== Exercice 1 ==
Recopiez le passage du texte sur les colporteurs, de "Qu'ils soient attendus" à "mise en scène ?".
== Exercice 2 ==
Selon le texte sur les colporteurs, pendant quels siècles les colporteurs ont-ils surtout parcouru l'Europe ?

[Extrait du document]

Colporteurs d’histoire(s)Deuxième époque : de la Renaissance à la Révolution
Faire revivre les colporteurs, c'est revisiter l'histoire à travers des images qui fluctuent entre mythe et réalité ; c'est suivre, pas à pas, la parole errante sur les chemins de nostalgie ; et c'est aussi jouer et chanter avec les fantômes du passé dont la raison humaine ne peut se passer. Pour notre plaisir théâtral, ils traversent les époques et nous apportent les chroniques du temps. Ils nous racontent de courts récits de l'Histoire de France en saynettes et chansons, pour nous divertir et nous émouvoir.
Qu'ils soient attendus ou mal vus, dans les villages et les bourgs, les colporteurs ont sillonné l'Europe, surtout du XVe au XIXe siècle. Dans ce deuxième périple, les «Colporteurs» transbahutent dans leurs bagages une certaine vision de l'histoire recréée sur un «Pont-Neuf» imaginaire !
Quels choix de textes, de chansons, de mise en scène ?

[/Extrait du document]
[Données étudiées]

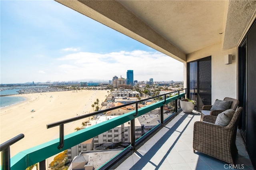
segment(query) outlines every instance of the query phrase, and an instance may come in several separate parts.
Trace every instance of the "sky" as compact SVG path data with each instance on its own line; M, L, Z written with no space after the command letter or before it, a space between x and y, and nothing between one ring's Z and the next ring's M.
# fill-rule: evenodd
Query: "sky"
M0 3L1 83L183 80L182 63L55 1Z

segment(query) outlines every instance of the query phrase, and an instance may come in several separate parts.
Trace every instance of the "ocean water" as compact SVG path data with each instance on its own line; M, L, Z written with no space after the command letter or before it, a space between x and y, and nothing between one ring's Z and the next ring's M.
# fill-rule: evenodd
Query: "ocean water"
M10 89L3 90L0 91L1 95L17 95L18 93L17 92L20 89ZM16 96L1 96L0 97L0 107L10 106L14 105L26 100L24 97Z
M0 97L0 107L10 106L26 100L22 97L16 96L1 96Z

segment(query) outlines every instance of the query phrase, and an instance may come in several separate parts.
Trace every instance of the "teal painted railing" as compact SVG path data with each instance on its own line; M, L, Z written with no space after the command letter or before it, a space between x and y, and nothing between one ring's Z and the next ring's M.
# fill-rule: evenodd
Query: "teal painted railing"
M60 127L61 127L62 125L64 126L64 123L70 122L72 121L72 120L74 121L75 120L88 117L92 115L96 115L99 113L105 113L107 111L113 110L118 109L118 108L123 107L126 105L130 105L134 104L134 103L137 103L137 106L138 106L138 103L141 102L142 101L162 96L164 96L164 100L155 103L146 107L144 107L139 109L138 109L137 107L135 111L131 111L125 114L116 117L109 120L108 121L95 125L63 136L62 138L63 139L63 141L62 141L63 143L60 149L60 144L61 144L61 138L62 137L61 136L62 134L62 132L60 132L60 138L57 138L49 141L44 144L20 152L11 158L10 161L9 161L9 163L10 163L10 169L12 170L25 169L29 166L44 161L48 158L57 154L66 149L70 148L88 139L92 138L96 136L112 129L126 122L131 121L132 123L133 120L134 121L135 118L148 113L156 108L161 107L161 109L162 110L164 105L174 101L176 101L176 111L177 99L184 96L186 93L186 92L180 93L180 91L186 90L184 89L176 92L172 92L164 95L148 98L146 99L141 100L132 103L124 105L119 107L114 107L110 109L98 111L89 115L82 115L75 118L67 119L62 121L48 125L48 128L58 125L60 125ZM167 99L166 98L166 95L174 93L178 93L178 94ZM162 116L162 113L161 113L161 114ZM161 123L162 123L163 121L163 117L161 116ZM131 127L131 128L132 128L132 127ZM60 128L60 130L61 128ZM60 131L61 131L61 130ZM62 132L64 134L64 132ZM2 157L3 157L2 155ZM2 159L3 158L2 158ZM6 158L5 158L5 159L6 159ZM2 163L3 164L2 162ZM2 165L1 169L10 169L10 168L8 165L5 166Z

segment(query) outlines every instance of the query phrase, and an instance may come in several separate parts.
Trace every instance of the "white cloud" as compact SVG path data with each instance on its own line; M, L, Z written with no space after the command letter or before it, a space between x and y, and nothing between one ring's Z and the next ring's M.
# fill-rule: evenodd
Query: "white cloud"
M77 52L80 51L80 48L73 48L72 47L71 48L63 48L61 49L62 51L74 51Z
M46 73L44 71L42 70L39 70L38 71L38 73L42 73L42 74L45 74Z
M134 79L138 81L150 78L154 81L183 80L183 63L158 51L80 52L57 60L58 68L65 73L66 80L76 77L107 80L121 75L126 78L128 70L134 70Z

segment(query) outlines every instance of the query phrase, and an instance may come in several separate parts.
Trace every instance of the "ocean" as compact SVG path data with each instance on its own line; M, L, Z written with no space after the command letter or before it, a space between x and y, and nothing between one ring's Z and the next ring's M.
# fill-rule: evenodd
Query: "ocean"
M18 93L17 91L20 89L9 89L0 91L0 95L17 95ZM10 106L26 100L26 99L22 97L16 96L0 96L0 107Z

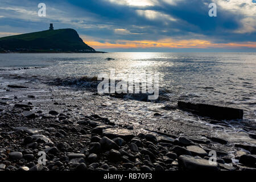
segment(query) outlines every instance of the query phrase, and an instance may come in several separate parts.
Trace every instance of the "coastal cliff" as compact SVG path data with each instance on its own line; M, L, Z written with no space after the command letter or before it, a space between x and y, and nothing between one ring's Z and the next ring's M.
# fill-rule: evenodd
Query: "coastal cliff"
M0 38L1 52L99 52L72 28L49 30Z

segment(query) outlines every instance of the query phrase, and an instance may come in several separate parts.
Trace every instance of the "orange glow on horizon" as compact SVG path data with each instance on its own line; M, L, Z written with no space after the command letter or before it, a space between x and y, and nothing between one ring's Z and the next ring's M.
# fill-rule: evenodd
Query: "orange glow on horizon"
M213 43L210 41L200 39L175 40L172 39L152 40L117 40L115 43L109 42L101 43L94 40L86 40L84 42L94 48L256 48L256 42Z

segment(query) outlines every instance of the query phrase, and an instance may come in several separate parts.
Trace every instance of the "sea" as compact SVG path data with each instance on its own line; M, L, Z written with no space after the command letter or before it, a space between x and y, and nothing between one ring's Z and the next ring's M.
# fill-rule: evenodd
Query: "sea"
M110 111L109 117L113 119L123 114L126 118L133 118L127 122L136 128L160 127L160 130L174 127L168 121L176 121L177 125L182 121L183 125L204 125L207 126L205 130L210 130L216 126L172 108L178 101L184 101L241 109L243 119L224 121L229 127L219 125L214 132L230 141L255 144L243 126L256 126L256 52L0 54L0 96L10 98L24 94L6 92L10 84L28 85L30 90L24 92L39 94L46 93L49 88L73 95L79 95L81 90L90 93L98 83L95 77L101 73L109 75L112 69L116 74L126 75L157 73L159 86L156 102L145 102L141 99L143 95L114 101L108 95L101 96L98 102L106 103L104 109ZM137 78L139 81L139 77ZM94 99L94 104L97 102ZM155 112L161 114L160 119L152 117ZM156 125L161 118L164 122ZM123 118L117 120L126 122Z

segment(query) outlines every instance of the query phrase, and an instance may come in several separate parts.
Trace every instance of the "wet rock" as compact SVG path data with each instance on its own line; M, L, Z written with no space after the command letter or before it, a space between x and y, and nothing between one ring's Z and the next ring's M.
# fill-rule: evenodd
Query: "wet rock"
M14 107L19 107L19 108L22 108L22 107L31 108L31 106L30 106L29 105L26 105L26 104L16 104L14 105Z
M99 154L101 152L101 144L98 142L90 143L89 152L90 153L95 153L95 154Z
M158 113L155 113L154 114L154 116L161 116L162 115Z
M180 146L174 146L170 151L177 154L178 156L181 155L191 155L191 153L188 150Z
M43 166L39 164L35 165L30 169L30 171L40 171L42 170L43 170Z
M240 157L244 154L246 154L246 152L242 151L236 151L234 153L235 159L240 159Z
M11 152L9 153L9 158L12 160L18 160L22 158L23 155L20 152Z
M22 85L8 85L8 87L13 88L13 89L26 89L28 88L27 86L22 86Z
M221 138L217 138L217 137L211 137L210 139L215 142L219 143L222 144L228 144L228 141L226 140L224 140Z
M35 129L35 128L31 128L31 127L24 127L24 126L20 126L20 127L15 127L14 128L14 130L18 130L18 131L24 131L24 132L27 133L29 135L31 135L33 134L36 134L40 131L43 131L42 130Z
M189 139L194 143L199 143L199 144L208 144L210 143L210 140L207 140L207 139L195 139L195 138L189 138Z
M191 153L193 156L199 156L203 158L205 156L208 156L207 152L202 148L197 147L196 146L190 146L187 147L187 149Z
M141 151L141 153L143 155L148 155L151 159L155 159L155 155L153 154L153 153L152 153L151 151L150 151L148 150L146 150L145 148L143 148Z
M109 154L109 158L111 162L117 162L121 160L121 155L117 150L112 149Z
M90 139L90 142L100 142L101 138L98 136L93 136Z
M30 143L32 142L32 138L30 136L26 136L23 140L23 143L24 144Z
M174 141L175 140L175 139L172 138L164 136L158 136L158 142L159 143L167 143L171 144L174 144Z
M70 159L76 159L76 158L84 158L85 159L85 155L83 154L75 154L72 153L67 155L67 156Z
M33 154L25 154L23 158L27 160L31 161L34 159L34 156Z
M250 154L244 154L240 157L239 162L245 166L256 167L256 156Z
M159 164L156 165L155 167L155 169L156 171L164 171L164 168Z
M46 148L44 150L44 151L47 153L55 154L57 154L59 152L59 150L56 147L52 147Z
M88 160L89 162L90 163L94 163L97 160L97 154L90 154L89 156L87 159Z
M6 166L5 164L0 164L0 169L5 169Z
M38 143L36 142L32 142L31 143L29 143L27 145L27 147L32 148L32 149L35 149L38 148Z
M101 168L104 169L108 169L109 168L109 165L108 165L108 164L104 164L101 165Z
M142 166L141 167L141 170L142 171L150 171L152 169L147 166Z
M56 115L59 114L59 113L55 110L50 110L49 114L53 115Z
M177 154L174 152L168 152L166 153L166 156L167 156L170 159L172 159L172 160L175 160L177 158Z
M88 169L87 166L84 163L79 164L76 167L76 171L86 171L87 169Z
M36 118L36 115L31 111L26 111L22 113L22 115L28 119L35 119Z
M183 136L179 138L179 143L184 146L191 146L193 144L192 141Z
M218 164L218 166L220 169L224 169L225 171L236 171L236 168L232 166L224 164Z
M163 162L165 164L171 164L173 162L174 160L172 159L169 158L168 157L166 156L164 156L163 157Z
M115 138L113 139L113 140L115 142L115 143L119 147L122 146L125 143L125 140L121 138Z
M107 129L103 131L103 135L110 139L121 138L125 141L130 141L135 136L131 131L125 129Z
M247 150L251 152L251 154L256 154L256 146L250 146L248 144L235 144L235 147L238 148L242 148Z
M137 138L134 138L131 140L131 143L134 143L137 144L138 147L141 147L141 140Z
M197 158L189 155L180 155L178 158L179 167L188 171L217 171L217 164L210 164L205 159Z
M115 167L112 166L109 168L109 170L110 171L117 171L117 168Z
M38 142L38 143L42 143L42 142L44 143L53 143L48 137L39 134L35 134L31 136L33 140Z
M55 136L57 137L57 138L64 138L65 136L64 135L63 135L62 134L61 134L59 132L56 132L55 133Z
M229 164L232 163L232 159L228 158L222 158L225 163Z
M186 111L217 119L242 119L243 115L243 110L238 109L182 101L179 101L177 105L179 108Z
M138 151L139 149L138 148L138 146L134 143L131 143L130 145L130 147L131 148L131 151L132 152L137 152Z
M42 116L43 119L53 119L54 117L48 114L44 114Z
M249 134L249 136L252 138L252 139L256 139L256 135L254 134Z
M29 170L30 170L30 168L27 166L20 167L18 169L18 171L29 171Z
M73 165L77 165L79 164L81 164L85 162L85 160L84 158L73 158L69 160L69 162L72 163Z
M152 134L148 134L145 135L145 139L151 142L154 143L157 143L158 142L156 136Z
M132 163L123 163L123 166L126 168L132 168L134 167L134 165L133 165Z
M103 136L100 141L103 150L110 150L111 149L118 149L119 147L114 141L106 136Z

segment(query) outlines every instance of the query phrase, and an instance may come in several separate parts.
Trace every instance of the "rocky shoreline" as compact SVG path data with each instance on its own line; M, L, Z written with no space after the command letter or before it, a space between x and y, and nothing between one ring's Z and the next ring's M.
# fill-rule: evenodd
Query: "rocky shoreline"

[/Données étudiées]
[Données étudiées]

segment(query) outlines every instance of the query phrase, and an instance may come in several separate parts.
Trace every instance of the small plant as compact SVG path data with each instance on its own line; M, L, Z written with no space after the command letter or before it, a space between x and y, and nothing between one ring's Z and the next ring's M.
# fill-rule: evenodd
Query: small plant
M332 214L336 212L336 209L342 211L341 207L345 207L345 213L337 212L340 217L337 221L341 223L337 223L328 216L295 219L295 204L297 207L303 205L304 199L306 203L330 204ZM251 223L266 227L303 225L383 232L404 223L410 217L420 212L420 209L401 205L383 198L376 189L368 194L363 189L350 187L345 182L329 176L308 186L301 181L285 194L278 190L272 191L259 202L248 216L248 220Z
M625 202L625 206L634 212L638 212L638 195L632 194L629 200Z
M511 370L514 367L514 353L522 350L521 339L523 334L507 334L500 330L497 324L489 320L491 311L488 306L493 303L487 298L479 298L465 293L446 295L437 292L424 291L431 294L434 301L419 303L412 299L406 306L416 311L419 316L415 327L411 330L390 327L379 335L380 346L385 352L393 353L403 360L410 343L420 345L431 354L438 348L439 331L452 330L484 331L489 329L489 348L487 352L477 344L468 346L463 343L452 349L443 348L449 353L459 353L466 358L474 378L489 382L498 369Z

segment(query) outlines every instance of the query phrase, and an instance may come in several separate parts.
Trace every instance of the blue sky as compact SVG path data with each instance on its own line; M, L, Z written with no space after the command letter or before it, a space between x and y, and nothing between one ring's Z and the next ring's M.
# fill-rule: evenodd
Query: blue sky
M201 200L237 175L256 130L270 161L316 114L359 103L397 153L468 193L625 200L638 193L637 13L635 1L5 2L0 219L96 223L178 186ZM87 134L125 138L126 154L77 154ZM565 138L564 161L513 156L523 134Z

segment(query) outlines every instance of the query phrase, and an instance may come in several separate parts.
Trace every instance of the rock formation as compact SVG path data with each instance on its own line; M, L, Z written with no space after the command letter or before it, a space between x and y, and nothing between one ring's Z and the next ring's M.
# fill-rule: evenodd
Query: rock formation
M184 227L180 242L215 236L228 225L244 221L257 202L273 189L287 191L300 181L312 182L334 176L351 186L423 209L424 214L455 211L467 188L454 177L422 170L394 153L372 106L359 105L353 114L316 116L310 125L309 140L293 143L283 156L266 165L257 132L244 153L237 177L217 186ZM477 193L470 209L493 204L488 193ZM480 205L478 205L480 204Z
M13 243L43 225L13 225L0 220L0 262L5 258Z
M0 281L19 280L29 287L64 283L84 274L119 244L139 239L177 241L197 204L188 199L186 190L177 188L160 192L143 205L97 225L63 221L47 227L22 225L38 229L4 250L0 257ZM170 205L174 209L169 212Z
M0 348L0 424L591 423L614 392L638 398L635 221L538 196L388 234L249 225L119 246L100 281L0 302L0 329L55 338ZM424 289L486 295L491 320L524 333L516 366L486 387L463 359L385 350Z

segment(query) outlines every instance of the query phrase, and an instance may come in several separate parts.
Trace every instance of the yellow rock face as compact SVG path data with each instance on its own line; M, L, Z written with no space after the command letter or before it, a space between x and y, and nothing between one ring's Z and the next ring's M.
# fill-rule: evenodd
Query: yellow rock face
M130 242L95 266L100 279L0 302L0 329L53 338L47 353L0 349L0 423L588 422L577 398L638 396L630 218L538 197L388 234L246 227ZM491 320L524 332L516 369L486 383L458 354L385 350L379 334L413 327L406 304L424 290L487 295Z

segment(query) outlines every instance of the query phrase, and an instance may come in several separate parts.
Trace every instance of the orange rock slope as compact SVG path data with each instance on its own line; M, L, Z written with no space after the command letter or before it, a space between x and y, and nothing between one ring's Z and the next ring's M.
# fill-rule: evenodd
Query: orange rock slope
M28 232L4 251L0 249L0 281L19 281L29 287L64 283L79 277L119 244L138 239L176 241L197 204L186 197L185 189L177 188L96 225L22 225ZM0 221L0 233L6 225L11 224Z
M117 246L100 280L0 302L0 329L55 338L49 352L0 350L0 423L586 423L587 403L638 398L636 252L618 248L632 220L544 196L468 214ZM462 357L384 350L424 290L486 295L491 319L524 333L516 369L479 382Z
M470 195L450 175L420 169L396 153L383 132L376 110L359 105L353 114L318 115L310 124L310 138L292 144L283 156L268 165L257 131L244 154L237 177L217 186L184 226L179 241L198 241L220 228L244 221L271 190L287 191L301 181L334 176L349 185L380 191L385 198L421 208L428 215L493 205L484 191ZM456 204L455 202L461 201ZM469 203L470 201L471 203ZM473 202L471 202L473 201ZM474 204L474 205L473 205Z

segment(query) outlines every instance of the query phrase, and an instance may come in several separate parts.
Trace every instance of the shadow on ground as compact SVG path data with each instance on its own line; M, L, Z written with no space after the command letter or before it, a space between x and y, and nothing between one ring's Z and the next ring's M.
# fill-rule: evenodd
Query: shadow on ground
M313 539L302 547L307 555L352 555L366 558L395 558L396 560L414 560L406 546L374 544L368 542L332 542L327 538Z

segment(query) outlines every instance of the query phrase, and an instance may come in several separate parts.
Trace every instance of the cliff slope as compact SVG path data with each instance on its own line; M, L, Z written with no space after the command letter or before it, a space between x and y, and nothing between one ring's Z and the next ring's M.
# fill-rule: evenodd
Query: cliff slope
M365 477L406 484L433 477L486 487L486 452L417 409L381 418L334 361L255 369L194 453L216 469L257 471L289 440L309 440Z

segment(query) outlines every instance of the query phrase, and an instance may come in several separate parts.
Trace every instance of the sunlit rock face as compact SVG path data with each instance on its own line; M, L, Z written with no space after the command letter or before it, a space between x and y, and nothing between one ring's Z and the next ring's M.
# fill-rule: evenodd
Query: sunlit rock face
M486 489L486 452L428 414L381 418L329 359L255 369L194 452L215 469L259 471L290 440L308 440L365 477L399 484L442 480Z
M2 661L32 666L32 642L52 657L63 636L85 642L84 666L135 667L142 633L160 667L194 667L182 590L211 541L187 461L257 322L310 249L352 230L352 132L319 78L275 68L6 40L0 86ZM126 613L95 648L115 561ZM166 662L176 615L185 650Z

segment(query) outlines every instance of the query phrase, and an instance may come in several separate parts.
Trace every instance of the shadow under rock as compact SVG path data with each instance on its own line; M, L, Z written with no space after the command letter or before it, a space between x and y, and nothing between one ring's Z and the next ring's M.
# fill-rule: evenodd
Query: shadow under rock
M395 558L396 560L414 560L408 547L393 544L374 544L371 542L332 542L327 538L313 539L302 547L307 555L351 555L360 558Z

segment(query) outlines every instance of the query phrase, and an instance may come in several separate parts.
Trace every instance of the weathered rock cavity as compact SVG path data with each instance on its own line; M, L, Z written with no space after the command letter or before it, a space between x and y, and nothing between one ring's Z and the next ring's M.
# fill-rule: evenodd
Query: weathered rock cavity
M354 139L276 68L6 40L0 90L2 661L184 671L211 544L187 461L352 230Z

[/Données étudiées]
[Données étudiées]

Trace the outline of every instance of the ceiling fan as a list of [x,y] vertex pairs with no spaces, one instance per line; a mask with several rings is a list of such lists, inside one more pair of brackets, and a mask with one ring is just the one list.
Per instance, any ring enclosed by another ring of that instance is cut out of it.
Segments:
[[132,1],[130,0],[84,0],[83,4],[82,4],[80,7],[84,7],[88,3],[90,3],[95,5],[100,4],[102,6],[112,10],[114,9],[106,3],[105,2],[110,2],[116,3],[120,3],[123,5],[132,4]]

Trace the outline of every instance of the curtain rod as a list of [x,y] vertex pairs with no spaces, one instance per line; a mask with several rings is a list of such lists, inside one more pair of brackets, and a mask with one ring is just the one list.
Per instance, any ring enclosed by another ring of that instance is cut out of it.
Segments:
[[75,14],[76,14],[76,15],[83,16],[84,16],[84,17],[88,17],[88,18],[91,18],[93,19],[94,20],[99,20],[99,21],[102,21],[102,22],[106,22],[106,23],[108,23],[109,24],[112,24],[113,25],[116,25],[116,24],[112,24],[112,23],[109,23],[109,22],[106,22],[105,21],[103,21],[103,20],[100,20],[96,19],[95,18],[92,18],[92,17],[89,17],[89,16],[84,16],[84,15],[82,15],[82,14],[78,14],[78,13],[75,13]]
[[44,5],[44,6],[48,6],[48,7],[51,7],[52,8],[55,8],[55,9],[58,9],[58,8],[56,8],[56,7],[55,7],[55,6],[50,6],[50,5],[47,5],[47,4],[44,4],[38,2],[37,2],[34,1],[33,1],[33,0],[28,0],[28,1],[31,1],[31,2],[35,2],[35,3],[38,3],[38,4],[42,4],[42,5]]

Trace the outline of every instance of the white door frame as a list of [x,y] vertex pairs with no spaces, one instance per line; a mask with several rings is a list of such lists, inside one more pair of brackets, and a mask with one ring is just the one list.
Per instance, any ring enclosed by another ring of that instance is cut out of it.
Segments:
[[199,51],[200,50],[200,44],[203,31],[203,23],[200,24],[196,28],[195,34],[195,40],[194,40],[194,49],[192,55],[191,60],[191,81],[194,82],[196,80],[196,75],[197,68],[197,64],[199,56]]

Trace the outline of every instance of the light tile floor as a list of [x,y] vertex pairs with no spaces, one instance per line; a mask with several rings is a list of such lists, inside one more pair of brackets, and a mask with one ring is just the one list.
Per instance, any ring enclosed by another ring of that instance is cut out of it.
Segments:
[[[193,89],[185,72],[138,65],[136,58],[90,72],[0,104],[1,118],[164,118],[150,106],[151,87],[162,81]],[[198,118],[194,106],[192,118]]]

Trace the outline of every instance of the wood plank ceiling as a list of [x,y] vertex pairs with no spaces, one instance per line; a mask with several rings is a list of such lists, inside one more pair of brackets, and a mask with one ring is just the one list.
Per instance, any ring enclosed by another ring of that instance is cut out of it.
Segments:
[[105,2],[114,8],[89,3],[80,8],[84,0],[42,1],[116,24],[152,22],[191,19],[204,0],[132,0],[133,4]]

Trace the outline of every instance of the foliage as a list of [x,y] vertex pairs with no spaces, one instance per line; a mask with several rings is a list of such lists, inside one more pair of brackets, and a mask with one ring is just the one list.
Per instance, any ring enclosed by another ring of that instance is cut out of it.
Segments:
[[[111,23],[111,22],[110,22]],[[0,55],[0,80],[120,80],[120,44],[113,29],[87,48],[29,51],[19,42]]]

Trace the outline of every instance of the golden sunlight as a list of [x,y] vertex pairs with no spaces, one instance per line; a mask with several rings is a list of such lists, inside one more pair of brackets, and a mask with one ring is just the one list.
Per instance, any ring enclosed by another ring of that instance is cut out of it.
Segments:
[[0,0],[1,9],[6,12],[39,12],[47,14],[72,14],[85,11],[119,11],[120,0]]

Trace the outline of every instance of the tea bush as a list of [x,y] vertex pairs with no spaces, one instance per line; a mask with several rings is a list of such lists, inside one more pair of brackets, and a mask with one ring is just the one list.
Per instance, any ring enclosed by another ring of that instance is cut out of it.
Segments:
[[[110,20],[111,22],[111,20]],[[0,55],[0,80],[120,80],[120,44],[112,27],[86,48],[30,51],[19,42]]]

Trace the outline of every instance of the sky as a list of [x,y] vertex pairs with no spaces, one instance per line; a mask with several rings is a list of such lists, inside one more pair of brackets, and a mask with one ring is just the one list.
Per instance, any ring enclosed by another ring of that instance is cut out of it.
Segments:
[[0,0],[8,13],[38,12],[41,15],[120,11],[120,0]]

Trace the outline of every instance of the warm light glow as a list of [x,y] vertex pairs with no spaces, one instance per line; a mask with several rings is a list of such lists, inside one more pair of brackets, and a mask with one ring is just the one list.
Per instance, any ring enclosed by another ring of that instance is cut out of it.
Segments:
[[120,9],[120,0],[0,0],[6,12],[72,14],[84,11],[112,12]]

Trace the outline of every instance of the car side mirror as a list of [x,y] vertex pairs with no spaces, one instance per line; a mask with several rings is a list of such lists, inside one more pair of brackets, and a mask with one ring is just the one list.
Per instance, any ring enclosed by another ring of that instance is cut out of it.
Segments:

[/Données étudiées]

== Réponse écrite 1 ==
Qu'ils soient attendus ou mal vus, dans les villages et les bourgs, les colporteurs ont sillonné l'Europe, surtout du XVe au XIXe siècle. Dans ce deuxième périple, les «Colporteurs» transbahutent dans leurs bagages une certaine vision de l'histoire recréée sur un «Pont-Neuf» imaginaire !
Quels choix de textes, de chansons, de mise en scène ?

== Réponse écrite 2 ==
Surtout du XVe au XIXe siècle.